Task: Return, without any change, the lines of the listing below, starting with the line that contains "Grounding request — find the light" and going on through the line that contains "xmin=196 ymin=0 xmax=581 ymax=263", both of those lines included.

Listed entries:

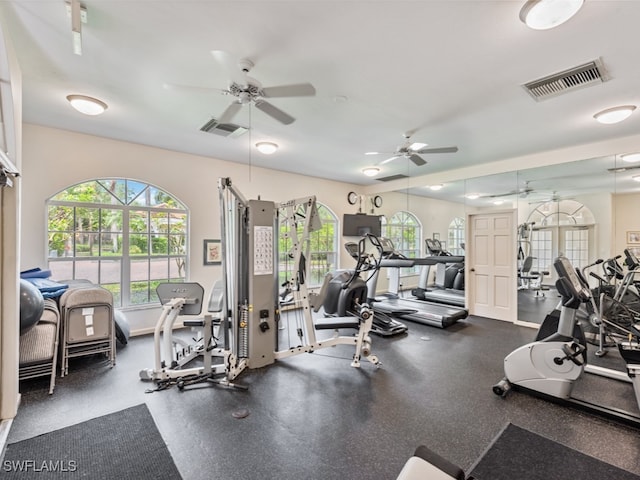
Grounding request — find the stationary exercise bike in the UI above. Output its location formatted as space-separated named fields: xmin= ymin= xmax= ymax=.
xmin=493 ymin=257 xmax=640 ymax=427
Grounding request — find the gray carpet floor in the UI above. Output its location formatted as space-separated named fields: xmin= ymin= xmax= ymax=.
xmin=9 ymin=317 xmax=640 ymax=480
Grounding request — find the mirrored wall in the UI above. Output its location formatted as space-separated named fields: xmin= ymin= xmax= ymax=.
xmin=384 ymin=155 xmax=640 ymax=323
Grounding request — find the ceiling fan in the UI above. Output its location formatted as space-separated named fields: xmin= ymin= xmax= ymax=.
xmin=529 ymin=191 xmax=573 ymax=205
xmin=165 ymin=50 xmax=316 ymax=125
xmin=486 ymin=181 xmax=535 ymax=198
xmin=365 ymin=133 xmax=458 ymax=166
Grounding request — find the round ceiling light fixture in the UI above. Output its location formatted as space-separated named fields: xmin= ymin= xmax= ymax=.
xmin=593 ymin=105 xmax=636 ymax=125
xmin=67 ymin=95 xmax=108 ymax=115
xmin=256 ymin=142 xmax=278 ymax=155
xmin=620 ymin=152 xmax=640 ymax=163
xmin=362 ymin=167 xmax=380 ymax=177
xmin=520 ymin=0 xmax=584 ymax=30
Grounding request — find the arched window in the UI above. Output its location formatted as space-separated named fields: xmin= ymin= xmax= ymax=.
xmin=519 ymin=199 xmax=596 ymax=278
xmin=47 ymin=179 xmax=189 ymax=307
xmin=446 ymin=217 xmax=464 ymax=256
xmin=382 ymin=211 xmax=422 ymax=275
xmin=278 ymin=203 xmax=338 ymax=287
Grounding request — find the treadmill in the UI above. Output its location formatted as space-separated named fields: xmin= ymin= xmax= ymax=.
xmin=367 ymin=238 xmax=469 ymax=328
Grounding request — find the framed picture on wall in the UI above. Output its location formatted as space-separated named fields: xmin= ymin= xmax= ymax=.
xmin=204 ymin=239 xmax=222 ymax=265
xmin=627 ymin=231 xmax=640 ymax=243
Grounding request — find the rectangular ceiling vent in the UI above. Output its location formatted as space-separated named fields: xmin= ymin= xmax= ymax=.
xmin=200 ymin=118 xmax=249 ymax=138
xmin=376 ymin=173 xmax=408 ymax=182
xmin=523 ymin=59 xmax=609 ymax=101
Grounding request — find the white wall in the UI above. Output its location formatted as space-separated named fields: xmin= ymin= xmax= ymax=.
xmin=20 ymin=124 xmax=464 ymax=330
xmin=0 ymin=16 xmax=22 ymax=428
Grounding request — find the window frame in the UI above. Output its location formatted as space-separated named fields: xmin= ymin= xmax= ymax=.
xmin=382 ymin=210 xmax=424 ymax=278
xmin=45 ymin=178 xmax=190 ymax=309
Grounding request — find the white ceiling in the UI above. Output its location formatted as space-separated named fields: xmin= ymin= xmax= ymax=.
xmin=0 ymin=0 xmax=640 ymax=203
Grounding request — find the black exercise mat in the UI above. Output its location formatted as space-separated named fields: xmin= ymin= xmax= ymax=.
xmin=0 ymin=404 xmax=182 ymax=480
xmin=469 ymin=423 xmax=640 ymax=480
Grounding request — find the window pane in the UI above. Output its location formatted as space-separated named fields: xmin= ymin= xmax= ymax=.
xmin=76 ymin=233 xmax=100 ymax=257
xmin=74 ymin=260 xmax=100 ymax=284
xmin=76 ymin=207 xmax=100 ymax=232
xmin=49 ymin=260 xmax=73 ymax=281
xmin=149 ymin=257 xmax=169 ymax=282
xmin=98 ymin=179 xmax=127 ymax=205
xmin=131 ymin=258 xmax=149 ymax=282
xmin=49 ymin=232 xmax=73 ymax=257
xmin=100 ymin=208 xmax=122 ymax=232
xmin=169 ymin=212 xmax=187 ymax=234
xmin=129 ymin=234 xmax=149 ymax=255
xmin=100 ymin=260 xmax=122 ymax=284
xmin=151 ymin=235 xmax=169 ymax=255
xmin=127 ymin=180 xmax=147 ymax=205
xmin=101 ymin=281 xmax=122 ymax=308
xmin=100 ymin=233 xmax=122 ymax=257
xmin=169 ymin=235 xmax=187 ymax=255
xmin=129 ymin=210 xmax=149 ymax=233
xmin=131 ymin=282 xmax=151 ymax=305
xmin=169 ymin=257 xmax=187 ymax=282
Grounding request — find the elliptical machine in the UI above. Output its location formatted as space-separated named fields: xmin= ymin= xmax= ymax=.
xmin=493 ymin=257 xmax=640 ymax=428
xmin=322 ymin=233 xmax=408 ymax=337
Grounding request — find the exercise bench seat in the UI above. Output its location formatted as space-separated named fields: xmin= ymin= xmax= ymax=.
xmin=314 ymin=317 xmax=360 ymax=330
xmin=397 ymin=445 xmax=466 ymax=480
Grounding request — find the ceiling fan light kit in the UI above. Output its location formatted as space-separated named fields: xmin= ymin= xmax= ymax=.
xmin=211 ymin=50 xmax=316 ymax=125
xmin=256 ymin=142 xmax=278 ymax=155
xmin=593 ymin=105 xmax=636 ymax=125
xmin=620 ymin=152 xmax=640 ymax=163
xmin=520 ymin=0 xmax=584 ymax=30
xmin=67 ymin=95 xmax=109 ymax=115
xmin=365 ymin=134 xmax=458 ymax=167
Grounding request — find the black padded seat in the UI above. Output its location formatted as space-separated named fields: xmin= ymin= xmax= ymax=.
xmin=314 ymin=317 xmax=360 ymax=330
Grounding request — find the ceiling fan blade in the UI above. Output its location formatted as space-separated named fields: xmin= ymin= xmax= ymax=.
xmin=218 ymin=102 xmax=242 ymax=123
xmin=211 ymin=50 xmax=247 ymax=85
xmin=483 ymin=190 xmax=520 ymax=198
xmin=378 ymin=155 xmax=402 ymax=165
xmin=162 ymin=83 xmax=229 ymax=94
xmin=254 ymin=100 xmax=296 ymax=125
xmin=262 ymin=83 xmax=316 ymax=98
xmin=409 ymin=157 xmax=427 ymax=167
xmin=415 ymin=147 xmax=458 ymax=153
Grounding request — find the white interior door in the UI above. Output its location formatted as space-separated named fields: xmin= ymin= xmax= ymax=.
xmin=466 ymin=210 xmax=518 ymax=322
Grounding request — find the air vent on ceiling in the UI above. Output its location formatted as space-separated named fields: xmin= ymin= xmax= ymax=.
xmin=376 ymin=173 xmax=408 ymax=182
xmin=200 ymin=118 xmax=249 ymax=138
xmin=523 ymin=59 xmax=608 ymax=101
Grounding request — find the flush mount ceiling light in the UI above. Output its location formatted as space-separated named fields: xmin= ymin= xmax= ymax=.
xmin=520 ymin=0 xmax=584 ymax=30
xmin=256 ymin=142 xmax=278 ymax=155
xmin=620 ymin=152 xmax=640 ymax=163
xmin=67 ymin=95 xmax=108 ymax=115
xmin=593 ymin=105 xmax=636 ymax=125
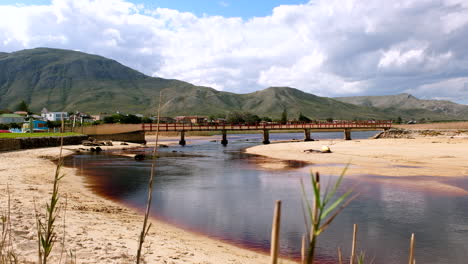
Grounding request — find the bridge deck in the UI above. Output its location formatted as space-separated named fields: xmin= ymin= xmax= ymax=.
xmin=141 ymin=121 xmax=392 ymax=132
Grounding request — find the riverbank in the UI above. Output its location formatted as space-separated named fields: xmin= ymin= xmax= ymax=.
xmin=246 ymin=136 xmax=468 ymax=195
xmin=0 ymin=143 xmax=289 ymax=264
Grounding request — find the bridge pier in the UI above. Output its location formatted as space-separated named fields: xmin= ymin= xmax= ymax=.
xmin=304 ymin=128 xmax=314 ymax=141
xmin=263 ymin=129 xmax=270 ymax=144
xmin=344 ymin=128 xmax=351 ymax=140
xmin=221 ymin=129 xmax=228 ymax=146
xmin=179 ymin=130 xmax=185 ymax=146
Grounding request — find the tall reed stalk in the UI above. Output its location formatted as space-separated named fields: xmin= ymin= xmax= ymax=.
xmin=36 ymin=116 xmax=65 ymax=264
xmin=136 ymin=91 xmax=162 ymax=264
xmin=0 ymin=185 xmax=18 ymax=264
xmin=301 ymin=167 xmax=358 ymax=264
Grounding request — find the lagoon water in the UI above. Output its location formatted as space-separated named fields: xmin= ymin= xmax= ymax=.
xmin=66 ymin=132 xmax=468 ymax=263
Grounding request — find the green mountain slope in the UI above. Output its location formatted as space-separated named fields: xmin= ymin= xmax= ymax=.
xmin=334 ymin=93 xmax=468 ymax=120
xmin=0 ymin=48 xmax=468 ymax=119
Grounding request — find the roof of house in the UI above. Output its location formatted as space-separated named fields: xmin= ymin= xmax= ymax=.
xmin=0 ymin=114 xmax=24 ymax=118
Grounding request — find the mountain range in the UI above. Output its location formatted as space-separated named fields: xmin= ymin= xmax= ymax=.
xmin=0 ymin=48 xmax=468 ymax=120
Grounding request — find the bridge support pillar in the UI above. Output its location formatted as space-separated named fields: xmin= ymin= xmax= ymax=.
xmin=221 ymin=129 xmax=228 ymax=146
xmin=304 ymin=128 xmax=314 ymax=141
xmin=344 ymin=128 xmax=351 ymax=140
xmin=263 ymin=129 xmax=270 ymax=144
xmin=179 ymin=130 xmax=185 ymax=146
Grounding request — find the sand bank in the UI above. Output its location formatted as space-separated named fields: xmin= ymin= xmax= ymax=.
xmin=246 ymin=137 xmax=468 ymax=195
xmin=0 ymin=144 xmax=288 ymax=264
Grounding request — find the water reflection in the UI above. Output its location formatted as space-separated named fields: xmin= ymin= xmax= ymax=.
xmin=67 ymin=133 xmax=468 ymax=263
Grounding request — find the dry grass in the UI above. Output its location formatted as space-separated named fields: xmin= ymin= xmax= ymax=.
xmin=393 ymin=121 xmax=468 ymax=130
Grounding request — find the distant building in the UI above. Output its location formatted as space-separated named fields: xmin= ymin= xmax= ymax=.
xmin=150 ymin=116 xmax=176 ymax=124
xmin=91 ymin=113 xmax=111 ymax=121
xmin=22 ymin=120 xmax=49 ymax=132
xmin=0 ymin=114 xmax=24 ymax=124
xmin=175 ymin=116 xmax=207 ymax=124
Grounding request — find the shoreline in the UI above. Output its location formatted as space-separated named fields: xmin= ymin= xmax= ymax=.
xmin=0 ymin=142 xmax=295 ymax=264
xmin=245 ymin=137 xmax=468 ymax=195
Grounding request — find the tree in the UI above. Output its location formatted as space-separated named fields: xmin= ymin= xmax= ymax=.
xmin=281 ymin=108 xmax=288 ymax=124
xmin=16 ymin=100 xmax=29 ymax=113
xmin=297 ymin=113 xmax=311 ymax=122
xmin=396 ymin=116 xmax=403 ymax=124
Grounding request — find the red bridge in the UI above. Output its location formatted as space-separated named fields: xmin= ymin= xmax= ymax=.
xmin=141 ymin=121 xmax=392 ymax=145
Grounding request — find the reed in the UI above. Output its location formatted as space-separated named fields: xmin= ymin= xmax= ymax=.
xmin=136 ymin=92 xmax=162 ymax=264
xmin=0 ymin=186 xmax=18 ymax=264
xmin=301 ymin=169 xmax=358 ymax=264
xmin=349 ymin=224 xmax=357 ymax=264
xmin=270 ymin=201 xmax=281 ymax=264
xmin=408 ymin=233 xmax=416 ymax=264
xmin=36 ymin=117 xmax=64 ymax=264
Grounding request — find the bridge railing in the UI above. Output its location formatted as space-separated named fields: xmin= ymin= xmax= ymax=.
xmin=141 ymin=120 xmax=392 ymax=132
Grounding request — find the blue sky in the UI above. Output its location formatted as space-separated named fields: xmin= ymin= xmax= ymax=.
xmin=0 ymin=0 xmax=308 ymax=19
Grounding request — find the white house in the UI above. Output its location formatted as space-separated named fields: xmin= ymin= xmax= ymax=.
xmin=0 ymin=114 xmax=24 ymax=124
xmin=41 ymin=108 xmax=68 ymax=121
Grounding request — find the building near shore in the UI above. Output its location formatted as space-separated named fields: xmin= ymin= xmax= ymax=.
xmin=21 ymin=120 xmax=49 ymax=133
xmin=0 ymin=114 xmax=24 ymax=124
xmin=41 ymin=108 xmax=68 ymax=121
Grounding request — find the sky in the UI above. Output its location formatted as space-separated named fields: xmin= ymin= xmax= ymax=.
xmin=0 ymin=0 xmax=468 ymax=104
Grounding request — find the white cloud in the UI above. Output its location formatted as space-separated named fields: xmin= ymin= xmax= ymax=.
xmin=0 ymin=0 xmax=468 ymax=101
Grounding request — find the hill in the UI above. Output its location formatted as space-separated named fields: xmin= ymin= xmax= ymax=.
xmin=334 ymin=93 xmax=468 ymax=120
xmin=0 ymin=48 xmax=468 ymax=119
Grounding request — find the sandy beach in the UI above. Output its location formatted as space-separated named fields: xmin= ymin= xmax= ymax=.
xmin=246 ymin=136 xmax=468 ymax=195
xmin=0 ymin=144 xmax=290 ymax=264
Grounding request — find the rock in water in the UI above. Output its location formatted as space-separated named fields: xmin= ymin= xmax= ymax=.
xmin=321 ymin=146 xmax=331 ymax=153
xmin=135 ymin=154 xmax=145 ymax=160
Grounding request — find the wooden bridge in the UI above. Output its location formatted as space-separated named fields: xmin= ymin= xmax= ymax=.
xmin=141 ymin=121 xmax=392 ymax=146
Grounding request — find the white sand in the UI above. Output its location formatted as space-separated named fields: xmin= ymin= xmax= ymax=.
xmin=246 ymin=137 xmax=468 ymax=195
xmin=0 ymin=146 xmax=290 ymax=264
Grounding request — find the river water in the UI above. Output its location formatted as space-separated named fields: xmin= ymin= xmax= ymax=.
xmin=66 ymin=132 xmax=468 ymax=263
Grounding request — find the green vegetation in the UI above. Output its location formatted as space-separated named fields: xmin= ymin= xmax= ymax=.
xmin=297 ymin=113 xmax=312 ymax=122
xmin=301 ymin=168 xmax=357 ymax=264
xmin=334 ymin=93 xmax=468 ymax=122
xmin=0 ymin=132 xmax=82 ymax=138
xmin=0 ymin=48 xmax=468 ymax=120
xmin=16 ymin=100 xmax=30 ymax=113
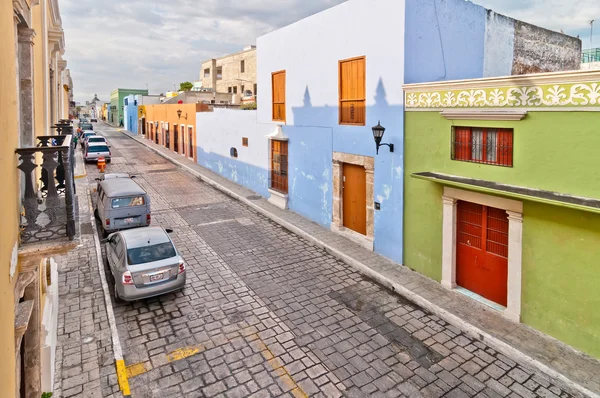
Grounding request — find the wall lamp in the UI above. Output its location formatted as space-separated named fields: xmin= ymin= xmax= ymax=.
xmin=373 ymin=122 xmax=394 ymax=155
xmin=177 ymin=109 xmax=187 ymax=120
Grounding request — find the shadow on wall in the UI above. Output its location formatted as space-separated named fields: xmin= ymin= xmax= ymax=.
xmin=196 ymin=143 xmax=269 ymax=198
xmin=290 ymin=78 xmax=404 ymax=263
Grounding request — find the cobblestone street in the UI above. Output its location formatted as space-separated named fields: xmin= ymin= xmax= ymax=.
xmin=74 ymin=125 xmax=581 ymax=398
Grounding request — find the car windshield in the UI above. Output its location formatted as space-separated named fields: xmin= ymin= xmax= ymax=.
xmin=111 ymin=196 xmax=146 ymax=209
xmin=88 ymin=145 xmax=110 ymax=152
xmin=127 ymin=242 xmax=177 ymax=265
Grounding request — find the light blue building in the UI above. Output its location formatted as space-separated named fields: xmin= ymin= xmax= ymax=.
xmin=123 ymin=94 xmax=138 ymax=134
xmin=196 ymin=0 xmax=581 ymax=263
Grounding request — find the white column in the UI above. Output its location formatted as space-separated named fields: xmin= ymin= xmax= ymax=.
xmin=442 ymin=196 xmax=456 ymax=289
xmin=504 ymin=210 xmax=523 ymax=322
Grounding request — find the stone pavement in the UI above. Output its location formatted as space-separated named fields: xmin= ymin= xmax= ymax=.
xmin=57 ymin=123 xmax=583 ymax=397
xmin=116 ymin=126 xmax=600 ymax=396
xmin=53 ymin=179 xmax=122 ymax=398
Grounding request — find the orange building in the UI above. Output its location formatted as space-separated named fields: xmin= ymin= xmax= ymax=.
xmin=145 ymin=104 xmax=210 ymax=160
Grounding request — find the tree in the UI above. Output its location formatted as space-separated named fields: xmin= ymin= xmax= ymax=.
xmin=179 ymin=82 xmax=194 ymax=91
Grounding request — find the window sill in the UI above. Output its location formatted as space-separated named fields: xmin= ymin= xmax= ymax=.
xmin=268 ymin=188 xmax=288 ymax=210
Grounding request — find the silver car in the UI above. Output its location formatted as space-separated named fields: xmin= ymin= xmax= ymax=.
xmin=83 ymin=142 xmax=111 ymax=163
xmin=102 ymin=227 xmax=186 ymax=301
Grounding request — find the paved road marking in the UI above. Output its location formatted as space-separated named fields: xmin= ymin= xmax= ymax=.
xmin=127 ymin=363 xmax=148 ymax=378
xmin=167 ymin=346 xmax=202 ymax=362
xmin=248 ymin=333 xmax=308 ymax=398
xmin=86 ymin=188 xmax=131 ymax=396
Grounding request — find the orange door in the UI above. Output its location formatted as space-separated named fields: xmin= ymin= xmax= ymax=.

Response for this exercise:
Grounding request — find the light blue building in the UI above. Output its location formatted as space-separated named fields: xmin= ymin= xmax= ymax=.
xmin=123 ymin=94 xmax=138 ymax=134
xmin=196 ymin=0 xmax=581 ymax=263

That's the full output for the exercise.